(Information provided Opens)
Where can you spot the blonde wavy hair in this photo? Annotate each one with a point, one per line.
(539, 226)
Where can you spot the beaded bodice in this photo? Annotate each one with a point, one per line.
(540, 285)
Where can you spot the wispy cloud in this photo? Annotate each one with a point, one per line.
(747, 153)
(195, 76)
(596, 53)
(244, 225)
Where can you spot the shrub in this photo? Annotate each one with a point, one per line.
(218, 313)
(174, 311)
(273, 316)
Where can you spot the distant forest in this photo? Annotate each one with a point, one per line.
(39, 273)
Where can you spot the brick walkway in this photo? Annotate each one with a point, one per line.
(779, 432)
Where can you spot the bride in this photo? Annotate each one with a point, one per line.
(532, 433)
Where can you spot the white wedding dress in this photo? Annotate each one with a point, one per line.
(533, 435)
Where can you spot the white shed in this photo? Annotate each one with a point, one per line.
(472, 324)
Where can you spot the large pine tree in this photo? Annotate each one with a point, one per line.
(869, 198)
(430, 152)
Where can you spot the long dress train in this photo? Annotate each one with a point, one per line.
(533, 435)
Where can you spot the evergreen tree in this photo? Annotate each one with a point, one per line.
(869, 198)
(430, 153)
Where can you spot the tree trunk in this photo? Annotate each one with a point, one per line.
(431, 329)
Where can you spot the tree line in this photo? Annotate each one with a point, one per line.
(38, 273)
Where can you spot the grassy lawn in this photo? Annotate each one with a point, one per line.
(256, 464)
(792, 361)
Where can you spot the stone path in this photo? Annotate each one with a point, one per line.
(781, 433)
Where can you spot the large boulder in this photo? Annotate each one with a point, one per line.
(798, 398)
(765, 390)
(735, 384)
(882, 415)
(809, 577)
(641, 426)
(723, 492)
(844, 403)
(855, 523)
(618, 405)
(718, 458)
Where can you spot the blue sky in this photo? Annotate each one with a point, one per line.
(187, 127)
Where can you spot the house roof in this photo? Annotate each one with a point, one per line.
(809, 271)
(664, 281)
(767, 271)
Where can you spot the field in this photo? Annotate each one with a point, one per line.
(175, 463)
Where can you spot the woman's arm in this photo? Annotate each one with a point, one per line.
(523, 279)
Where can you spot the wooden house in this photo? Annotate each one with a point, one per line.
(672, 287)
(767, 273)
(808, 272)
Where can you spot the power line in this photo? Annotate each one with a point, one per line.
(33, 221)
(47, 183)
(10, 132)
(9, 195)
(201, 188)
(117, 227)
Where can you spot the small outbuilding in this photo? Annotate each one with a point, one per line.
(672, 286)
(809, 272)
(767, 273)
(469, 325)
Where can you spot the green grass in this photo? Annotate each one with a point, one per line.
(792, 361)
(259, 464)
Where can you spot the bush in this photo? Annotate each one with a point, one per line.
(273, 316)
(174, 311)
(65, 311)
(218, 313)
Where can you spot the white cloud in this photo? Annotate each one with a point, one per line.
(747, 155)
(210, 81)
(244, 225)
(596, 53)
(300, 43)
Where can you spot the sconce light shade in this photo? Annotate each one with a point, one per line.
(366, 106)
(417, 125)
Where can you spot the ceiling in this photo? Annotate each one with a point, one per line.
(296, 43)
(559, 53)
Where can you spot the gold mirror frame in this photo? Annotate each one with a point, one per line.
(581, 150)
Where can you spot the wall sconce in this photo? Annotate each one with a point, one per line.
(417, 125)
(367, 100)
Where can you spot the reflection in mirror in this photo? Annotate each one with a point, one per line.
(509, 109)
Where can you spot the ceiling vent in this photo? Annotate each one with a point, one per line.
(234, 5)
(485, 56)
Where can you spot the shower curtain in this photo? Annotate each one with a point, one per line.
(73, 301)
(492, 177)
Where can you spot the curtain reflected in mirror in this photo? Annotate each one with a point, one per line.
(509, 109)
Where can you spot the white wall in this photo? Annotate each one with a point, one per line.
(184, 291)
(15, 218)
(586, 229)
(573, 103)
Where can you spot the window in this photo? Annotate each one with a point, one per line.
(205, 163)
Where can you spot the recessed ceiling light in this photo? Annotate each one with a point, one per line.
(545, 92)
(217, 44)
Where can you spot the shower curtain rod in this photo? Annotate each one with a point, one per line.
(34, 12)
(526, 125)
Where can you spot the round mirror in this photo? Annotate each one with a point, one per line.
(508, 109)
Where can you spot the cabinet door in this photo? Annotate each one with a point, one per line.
(Information provided Closes)
Leave out every line before the one containing "Where can you spot the window"; set down that line and all remaining lines of the material exactly.

Where can you spot the window in this photo? Annotate each one with a point, one per line.
(205, 163)
Where can you spot the recessed ceiling light in this photo? Annotate each one with a point, one per line.
(545, 92)
(217, 44)
Where can you spot the shower curtain rod in this photo? Annotate each one with a point, one per line.
(34, 12)
(526, 125)
Where can you spot the round mirror in this photo? Annotate each one with a point, one per line.
(508, 109)
Where can you spot the cabinet door in this photo? Annotate each one with a point, one per line.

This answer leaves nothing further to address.